■ Excerpted records ■
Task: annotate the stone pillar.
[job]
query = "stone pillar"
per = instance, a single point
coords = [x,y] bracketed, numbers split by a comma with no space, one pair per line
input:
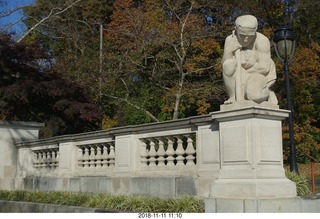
[251,155]
[12,132]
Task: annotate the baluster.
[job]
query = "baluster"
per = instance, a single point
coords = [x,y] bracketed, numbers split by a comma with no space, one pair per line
[105,156]
[190,151]
[180,152]
[152,153]
[144,153]
[112,156]
[92,156]
[80,157]
[161,153]
[57,158]
[43,157]
[86,158]
[52,163]
[35,160]
[48,159]
[98,156]
[170,152]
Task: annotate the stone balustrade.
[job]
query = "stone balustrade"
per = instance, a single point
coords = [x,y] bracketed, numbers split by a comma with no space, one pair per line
[169,151]
[96,156]
[46,158]
[196,156]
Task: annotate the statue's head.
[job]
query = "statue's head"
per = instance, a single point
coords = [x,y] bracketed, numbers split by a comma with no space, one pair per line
[246,28]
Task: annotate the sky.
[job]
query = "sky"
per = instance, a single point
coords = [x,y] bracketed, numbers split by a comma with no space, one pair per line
[11,4]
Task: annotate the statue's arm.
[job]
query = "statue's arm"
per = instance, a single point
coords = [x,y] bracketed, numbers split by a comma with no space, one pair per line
[228,49]
[263,56]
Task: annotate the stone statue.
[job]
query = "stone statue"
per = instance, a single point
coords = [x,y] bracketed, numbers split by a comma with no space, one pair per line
[248,70]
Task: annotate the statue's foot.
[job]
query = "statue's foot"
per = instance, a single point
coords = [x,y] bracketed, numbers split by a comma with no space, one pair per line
[230,101]
[273,98]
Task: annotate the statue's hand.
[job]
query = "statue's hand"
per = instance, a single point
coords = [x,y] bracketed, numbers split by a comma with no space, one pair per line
[235,44]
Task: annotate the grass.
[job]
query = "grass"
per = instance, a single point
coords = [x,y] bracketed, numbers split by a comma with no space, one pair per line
[187,204]
[130,203]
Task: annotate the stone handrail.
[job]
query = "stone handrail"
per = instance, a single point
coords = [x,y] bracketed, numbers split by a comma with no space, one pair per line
[196,156]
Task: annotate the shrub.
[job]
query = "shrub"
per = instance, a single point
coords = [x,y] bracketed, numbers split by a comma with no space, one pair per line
[301,183]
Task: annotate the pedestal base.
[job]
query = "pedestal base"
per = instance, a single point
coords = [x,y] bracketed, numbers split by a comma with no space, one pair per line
[253,188]
[251,155]
[279,205]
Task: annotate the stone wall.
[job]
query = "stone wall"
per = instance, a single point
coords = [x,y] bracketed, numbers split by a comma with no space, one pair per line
[12,132]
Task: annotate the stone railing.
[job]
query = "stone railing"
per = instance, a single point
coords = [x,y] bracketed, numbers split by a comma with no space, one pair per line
[169,151]
[194,156]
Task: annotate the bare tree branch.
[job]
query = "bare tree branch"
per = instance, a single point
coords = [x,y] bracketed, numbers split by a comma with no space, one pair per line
[48,17]
[135,106]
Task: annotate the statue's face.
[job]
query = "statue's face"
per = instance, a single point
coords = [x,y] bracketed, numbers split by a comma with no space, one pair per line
[246,36]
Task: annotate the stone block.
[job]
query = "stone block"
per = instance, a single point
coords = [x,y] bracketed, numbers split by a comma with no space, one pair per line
[121,185]
[105,185]
[74,185]
[185,186]
[89,184]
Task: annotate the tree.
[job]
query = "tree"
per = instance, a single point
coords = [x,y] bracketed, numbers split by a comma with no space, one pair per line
[168,46]
[30,92]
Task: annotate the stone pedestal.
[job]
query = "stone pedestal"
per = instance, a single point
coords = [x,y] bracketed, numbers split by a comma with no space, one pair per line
[251,155]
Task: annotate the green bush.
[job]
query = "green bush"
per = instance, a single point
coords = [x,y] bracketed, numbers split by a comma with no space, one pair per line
[128,203]
[301,183]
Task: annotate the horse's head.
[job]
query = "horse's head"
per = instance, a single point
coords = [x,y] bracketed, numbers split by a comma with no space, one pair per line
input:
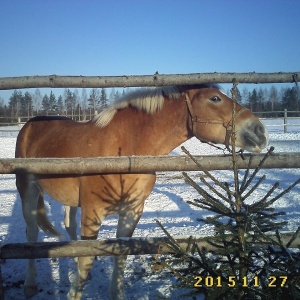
[210,120]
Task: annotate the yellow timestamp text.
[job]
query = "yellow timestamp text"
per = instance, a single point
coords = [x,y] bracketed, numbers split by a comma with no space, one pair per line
[232,281]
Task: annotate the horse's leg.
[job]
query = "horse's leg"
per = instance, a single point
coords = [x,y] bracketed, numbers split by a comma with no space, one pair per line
[126,225]
[90,225]
[29,193]
[70,221]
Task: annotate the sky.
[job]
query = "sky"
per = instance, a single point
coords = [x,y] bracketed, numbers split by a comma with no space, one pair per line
[141,37]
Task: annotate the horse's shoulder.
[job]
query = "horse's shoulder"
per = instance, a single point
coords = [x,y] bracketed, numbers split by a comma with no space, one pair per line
[49,118]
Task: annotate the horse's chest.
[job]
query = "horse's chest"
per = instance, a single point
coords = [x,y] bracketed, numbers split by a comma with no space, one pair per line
[115,192]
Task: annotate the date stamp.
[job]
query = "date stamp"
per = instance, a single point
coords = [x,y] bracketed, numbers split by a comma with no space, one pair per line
[232,281]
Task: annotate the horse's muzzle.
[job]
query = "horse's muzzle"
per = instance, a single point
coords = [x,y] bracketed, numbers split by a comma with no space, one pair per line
[254,137]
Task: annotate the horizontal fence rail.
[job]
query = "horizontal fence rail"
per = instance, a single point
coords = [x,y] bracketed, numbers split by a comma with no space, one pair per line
[120,246]
[56,81]
[141,164]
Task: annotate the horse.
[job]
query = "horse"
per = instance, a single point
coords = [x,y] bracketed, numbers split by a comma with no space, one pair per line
[147,121]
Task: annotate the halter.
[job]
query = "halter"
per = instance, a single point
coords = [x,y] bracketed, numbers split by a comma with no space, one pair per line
[227,125]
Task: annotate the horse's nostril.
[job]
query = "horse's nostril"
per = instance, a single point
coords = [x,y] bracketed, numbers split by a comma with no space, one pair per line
[259,130]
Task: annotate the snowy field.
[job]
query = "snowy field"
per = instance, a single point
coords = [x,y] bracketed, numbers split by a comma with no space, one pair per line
[167,203]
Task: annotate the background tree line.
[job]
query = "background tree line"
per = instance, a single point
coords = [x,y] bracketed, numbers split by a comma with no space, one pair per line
[86,105]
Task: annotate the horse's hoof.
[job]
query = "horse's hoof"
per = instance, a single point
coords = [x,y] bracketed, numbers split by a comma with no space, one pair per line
[30,290]
[74,294]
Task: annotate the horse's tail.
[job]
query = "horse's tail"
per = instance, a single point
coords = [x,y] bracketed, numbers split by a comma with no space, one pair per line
[42,219]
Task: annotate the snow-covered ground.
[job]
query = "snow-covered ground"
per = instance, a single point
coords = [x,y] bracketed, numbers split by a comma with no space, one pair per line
[167,203]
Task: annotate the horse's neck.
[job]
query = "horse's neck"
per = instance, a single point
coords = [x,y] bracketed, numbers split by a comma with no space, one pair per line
[160,133]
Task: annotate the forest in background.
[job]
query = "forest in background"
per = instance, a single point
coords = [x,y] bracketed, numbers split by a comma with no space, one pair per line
[81,106]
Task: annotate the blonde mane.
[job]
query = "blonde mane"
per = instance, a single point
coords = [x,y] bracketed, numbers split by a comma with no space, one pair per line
[149,100]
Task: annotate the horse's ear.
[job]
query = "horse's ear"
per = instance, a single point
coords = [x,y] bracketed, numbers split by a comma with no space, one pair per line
[190,92]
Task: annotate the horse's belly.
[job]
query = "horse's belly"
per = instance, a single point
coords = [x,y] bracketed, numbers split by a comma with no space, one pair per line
[64,190]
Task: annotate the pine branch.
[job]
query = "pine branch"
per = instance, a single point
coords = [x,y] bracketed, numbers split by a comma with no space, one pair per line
[248,182]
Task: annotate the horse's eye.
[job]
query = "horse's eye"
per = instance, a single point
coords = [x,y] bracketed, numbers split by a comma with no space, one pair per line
[215,99]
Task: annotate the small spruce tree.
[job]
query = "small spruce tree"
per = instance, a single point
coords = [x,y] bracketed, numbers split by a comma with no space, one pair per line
[250,260]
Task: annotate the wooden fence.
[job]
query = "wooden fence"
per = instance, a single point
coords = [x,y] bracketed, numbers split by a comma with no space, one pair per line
[129,164]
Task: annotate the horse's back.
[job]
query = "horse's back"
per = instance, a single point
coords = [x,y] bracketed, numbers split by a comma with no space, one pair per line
[40,134]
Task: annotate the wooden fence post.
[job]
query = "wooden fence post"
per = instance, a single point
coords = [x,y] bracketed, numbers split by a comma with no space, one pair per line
[285,121]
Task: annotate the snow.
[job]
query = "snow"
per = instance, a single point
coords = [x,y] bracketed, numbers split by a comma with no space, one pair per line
[167,203]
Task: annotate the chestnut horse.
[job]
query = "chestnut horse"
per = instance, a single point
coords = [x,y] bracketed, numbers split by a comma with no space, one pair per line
[145,122]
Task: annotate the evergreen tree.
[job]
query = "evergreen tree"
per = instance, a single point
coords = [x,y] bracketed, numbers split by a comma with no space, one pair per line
[84,101]
[26,104]
[93,100]
[103,99]
[253,101]
[37,101]
[245,96]
[273,102]
[69,102]
[60,105]
[14,103]
[289,99]
[52,104]
[46,104]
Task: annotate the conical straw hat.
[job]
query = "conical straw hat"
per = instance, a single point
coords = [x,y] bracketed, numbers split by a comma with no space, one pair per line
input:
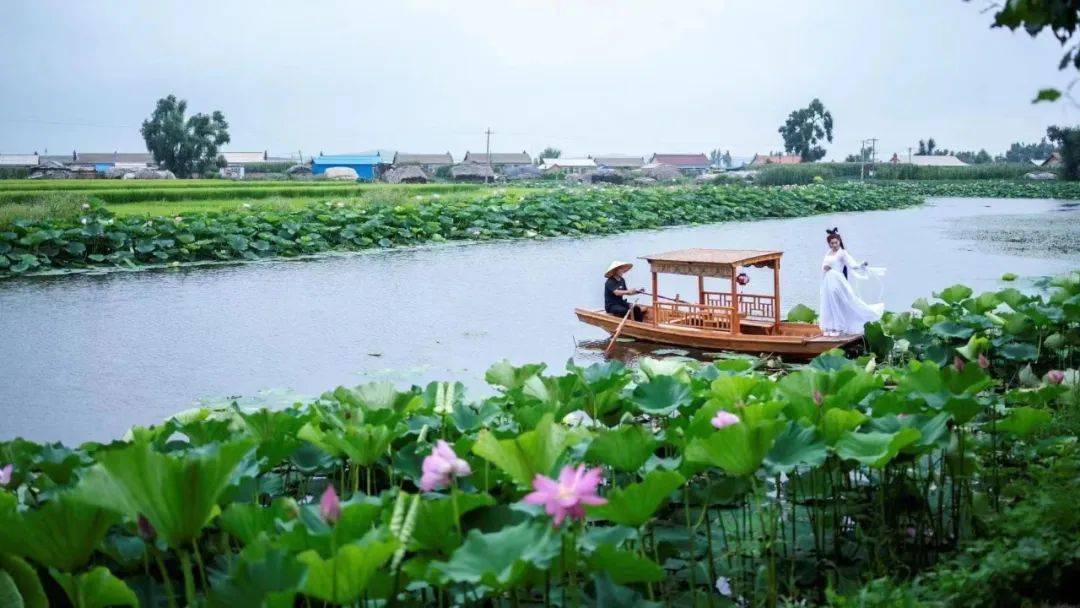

■ What to work on ■
Find the line that has "Task: annotate the evergreen tree." in the listing, then retype it and each later line up to the last, exactly. Leave pictures out.

■ Answer box ■
Task: annotate the evergreen tree.
[job]
query = "evergreen tree"
per = instance, a single point
coords = [x,y] bracketed, numbers split by a comma with no space, one pair per line
[84,101]
[26,104]
[93,100]
[103,99]
[253,101]
[37,101]
[245,96]
[273,102]
[69,102]
[60,105]
[14,103]
[289,99]
[52,104]
[46,104]
Task: annotate the conical straw hat.
[job]
query = "conical straw hat"
per = instance, a single point
coords = [x,y] bracketed, numbers split by a comma with no space, one pair per line
input:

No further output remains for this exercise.